_Activity:_ In the records below, find the line containing "positive clicks: (452, 164) (682, 165)" and the line containing "214L485 47L322 155L0"; please repeat exactly the lines from one to the other, both included, and nothing more.

_Extracted entries:_
+-------+

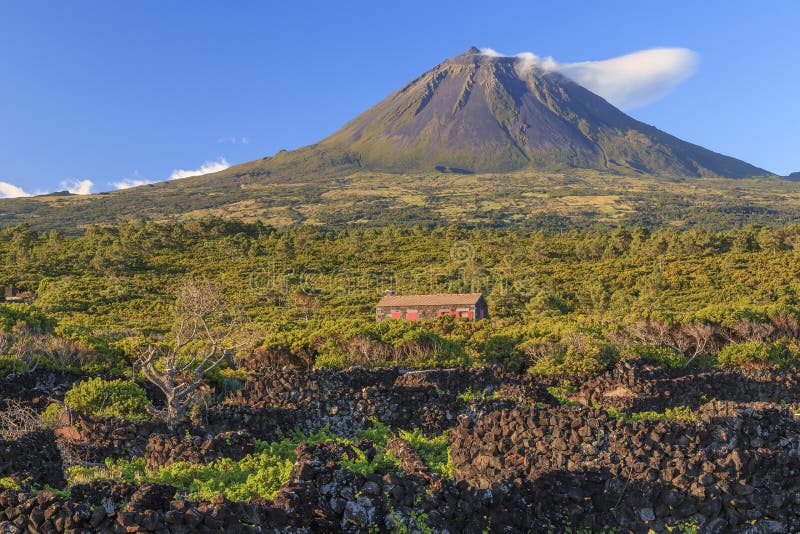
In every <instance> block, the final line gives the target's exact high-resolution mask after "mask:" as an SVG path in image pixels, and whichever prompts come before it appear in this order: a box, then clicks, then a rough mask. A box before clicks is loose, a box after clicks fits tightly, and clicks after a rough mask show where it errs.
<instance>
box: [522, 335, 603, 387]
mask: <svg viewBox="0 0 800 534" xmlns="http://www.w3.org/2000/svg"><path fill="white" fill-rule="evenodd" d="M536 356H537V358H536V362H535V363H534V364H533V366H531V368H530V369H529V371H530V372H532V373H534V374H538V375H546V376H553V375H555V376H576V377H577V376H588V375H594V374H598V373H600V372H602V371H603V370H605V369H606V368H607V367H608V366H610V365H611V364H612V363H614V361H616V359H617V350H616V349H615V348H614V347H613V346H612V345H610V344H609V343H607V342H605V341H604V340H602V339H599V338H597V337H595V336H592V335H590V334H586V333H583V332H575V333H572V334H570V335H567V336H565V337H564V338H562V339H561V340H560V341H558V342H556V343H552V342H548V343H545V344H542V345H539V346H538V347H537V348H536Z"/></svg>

+-------+

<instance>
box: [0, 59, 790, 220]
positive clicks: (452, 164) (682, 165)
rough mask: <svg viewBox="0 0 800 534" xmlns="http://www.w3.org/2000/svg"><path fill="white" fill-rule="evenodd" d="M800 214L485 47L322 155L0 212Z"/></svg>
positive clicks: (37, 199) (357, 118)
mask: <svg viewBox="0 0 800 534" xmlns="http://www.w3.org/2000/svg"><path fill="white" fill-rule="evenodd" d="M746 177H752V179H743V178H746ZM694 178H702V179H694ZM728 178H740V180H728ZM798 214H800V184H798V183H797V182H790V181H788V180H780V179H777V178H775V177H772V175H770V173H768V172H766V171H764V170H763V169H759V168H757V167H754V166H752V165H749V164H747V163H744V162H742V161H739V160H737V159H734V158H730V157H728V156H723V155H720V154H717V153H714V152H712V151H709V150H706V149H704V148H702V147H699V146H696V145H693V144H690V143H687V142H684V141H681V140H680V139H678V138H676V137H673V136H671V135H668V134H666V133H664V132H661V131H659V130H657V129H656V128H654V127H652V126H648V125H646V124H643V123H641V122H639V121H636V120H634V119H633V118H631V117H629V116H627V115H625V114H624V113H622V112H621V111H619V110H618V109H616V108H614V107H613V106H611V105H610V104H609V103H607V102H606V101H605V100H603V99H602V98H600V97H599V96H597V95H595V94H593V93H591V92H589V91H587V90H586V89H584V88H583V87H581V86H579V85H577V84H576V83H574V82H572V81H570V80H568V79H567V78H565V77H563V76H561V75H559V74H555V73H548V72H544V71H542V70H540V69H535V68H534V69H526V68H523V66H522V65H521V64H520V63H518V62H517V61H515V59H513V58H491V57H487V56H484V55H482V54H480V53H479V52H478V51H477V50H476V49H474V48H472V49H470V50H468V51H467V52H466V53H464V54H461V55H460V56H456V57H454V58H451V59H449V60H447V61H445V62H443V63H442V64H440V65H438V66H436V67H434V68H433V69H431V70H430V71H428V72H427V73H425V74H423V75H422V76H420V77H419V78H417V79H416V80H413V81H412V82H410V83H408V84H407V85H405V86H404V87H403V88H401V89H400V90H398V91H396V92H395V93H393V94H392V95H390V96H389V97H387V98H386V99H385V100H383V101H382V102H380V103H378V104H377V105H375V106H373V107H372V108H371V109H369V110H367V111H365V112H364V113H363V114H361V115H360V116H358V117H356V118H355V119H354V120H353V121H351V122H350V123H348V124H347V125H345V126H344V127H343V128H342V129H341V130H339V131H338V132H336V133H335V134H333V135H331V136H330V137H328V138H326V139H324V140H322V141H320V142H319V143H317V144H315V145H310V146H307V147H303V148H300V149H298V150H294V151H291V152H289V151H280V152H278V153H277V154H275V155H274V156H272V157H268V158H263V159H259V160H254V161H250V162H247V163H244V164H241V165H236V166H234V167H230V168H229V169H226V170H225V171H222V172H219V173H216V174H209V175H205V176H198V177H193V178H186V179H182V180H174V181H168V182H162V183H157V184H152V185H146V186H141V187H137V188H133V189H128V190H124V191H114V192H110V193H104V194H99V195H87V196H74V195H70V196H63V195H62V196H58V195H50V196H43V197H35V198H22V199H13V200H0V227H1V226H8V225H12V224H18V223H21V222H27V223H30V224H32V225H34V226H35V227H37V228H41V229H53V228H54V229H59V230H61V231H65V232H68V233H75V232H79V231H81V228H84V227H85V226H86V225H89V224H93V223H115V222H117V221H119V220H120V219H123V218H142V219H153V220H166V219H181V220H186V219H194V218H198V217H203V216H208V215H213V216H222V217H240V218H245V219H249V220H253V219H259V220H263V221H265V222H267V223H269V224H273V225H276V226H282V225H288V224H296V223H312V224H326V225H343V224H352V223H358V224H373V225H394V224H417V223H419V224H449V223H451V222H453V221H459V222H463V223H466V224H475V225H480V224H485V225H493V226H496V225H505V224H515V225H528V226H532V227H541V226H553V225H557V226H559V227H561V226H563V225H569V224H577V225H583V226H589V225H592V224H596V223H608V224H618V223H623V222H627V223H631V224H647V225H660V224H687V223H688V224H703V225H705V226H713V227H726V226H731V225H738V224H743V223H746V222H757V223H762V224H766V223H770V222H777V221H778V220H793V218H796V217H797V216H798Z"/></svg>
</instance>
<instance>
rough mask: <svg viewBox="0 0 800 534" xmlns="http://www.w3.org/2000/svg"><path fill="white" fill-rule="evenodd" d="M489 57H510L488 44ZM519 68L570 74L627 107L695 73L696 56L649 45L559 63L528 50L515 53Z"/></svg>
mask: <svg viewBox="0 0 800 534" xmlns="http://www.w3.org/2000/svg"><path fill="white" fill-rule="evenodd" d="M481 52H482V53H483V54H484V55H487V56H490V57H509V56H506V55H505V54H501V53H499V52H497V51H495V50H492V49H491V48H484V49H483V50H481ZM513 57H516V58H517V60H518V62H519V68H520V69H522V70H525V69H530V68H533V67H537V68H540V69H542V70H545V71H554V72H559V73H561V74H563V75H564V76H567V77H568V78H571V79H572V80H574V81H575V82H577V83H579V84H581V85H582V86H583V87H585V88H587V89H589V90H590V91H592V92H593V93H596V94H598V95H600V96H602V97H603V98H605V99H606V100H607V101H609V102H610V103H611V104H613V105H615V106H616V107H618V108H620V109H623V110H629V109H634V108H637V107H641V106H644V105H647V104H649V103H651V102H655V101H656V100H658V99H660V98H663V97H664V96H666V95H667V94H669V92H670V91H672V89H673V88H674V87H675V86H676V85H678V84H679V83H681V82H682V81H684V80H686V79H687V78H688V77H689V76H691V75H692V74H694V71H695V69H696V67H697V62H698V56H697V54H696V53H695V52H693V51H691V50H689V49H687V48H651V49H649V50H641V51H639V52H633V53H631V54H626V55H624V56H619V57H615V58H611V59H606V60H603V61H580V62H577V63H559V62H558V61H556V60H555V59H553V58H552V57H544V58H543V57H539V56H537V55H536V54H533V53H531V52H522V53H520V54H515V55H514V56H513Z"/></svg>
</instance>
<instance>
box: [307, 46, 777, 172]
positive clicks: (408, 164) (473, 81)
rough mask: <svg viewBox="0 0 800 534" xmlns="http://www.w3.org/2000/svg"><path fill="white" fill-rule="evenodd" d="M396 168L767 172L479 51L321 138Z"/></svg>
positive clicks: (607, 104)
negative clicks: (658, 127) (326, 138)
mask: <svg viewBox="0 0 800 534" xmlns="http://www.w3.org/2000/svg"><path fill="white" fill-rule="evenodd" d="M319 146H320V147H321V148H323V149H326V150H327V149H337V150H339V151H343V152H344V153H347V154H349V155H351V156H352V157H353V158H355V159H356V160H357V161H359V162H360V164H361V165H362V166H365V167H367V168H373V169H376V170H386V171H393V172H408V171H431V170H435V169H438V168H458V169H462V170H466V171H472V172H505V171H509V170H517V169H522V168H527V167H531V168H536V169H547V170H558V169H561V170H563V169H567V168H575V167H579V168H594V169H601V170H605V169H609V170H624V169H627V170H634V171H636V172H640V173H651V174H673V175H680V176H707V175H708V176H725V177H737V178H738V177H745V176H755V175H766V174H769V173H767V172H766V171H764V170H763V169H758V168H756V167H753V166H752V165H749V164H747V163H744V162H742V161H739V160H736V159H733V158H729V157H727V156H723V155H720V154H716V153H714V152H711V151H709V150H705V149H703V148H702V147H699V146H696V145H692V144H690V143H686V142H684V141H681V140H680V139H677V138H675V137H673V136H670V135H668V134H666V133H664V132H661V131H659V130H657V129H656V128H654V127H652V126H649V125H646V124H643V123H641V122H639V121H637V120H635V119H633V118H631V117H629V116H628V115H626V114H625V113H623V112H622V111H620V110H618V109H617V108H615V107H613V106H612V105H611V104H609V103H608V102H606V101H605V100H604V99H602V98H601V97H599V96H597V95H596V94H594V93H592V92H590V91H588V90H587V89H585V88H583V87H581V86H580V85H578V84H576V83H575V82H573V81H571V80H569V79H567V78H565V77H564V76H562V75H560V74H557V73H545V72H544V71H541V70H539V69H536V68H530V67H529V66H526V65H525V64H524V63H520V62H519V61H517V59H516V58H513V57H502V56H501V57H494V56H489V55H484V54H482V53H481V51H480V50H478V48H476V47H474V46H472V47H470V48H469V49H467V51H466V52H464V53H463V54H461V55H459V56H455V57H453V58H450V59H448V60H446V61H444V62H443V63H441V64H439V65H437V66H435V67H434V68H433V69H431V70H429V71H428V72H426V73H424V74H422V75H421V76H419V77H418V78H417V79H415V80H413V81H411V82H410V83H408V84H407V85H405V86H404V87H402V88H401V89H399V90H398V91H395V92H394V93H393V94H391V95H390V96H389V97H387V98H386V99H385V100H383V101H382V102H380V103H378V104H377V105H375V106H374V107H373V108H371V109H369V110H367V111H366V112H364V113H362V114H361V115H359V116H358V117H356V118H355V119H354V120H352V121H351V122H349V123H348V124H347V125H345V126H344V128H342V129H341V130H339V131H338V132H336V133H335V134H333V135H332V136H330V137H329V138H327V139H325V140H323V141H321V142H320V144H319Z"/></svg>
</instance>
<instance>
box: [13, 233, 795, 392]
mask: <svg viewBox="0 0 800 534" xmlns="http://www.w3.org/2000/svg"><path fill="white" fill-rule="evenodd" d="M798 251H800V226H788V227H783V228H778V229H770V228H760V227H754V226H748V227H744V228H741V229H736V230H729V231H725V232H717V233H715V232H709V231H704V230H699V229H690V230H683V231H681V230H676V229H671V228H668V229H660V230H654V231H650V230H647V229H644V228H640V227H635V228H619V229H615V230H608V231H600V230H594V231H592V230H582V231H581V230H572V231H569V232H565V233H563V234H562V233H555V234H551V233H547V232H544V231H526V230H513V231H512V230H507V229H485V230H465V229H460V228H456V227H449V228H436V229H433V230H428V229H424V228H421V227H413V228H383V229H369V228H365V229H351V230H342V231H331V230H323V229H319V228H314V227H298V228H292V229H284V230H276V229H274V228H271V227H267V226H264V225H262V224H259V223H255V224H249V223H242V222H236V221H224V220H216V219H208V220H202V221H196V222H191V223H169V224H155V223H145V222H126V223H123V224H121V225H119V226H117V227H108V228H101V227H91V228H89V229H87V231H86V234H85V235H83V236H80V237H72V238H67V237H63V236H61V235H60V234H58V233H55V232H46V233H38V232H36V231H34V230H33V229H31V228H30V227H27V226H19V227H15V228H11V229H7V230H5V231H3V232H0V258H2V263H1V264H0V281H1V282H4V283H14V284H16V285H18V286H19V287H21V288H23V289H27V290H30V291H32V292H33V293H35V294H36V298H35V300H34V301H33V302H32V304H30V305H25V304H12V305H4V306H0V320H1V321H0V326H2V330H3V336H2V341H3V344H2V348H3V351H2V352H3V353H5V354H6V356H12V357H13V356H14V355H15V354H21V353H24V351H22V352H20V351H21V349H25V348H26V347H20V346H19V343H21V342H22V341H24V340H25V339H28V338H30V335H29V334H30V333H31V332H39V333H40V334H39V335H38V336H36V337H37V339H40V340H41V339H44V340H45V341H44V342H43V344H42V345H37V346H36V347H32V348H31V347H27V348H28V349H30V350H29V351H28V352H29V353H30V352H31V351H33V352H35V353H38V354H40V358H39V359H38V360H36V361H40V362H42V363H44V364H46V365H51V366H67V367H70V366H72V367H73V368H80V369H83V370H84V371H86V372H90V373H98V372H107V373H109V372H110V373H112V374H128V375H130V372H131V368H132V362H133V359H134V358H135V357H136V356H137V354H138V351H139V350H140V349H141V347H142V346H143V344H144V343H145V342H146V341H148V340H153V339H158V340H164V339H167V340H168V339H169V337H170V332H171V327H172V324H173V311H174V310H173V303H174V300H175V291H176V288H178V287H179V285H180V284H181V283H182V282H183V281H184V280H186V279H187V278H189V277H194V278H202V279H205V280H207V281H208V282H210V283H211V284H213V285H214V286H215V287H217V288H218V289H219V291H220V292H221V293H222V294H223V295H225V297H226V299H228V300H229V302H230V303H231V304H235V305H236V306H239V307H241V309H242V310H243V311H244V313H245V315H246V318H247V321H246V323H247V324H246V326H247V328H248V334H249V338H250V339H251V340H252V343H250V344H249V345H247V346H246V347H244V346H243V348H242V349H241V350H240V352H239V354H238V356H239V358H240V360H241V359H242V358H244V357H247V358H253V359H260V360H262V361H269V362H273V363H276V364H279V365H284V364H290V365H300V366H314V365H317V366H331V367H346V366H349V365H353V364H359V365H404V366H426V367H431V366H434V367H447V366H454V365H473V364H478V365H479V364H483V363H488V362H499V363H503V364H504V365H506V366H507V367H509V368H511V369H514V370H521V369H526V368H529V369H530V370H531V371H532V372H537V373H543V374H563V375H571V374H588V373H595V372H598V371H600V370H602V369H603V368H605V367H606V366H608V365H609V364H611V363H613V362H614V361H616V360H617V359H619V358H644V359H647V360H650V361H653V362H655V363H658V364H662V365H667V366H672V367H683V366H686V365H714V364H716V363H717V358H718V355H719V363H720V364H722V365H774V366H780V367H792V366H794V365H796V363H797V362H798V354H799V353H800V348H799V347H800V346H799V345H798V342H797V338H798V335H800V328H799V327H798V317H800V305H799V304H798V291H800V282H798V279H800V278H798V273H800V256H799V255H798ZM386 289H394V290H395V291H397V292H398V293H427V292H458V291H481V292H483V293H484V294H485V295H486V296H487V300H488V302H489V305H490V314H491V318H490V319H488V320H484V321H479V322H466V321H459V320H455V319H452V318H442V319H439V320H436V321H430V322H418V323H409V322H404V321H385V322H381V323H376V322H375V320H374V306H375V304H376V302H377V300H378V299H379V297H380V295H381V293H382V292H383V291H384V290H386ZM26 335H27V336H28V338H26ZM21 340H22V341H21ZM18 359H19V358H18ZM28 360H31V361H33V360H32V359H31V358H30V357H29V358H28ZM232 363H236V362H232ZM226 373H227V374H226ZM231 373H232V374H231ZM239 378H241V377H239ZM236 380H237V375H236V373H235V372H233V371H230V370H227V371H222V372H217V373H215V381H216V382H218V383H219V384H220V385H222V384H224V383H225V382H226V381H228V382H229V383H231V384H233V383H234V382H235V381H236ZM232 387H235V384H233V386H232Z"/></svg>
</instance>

+-------+

_Task response:_
positive clicks: (452, 164) (682, 165)
rough mask: <svg viewBox="0 0 800 534" xmlns="http://www.w3.org/2000/svg"><path fill="white" fill-rule="evenodd" d="M800 214L485 47L322 155L0 212Z"/></svg>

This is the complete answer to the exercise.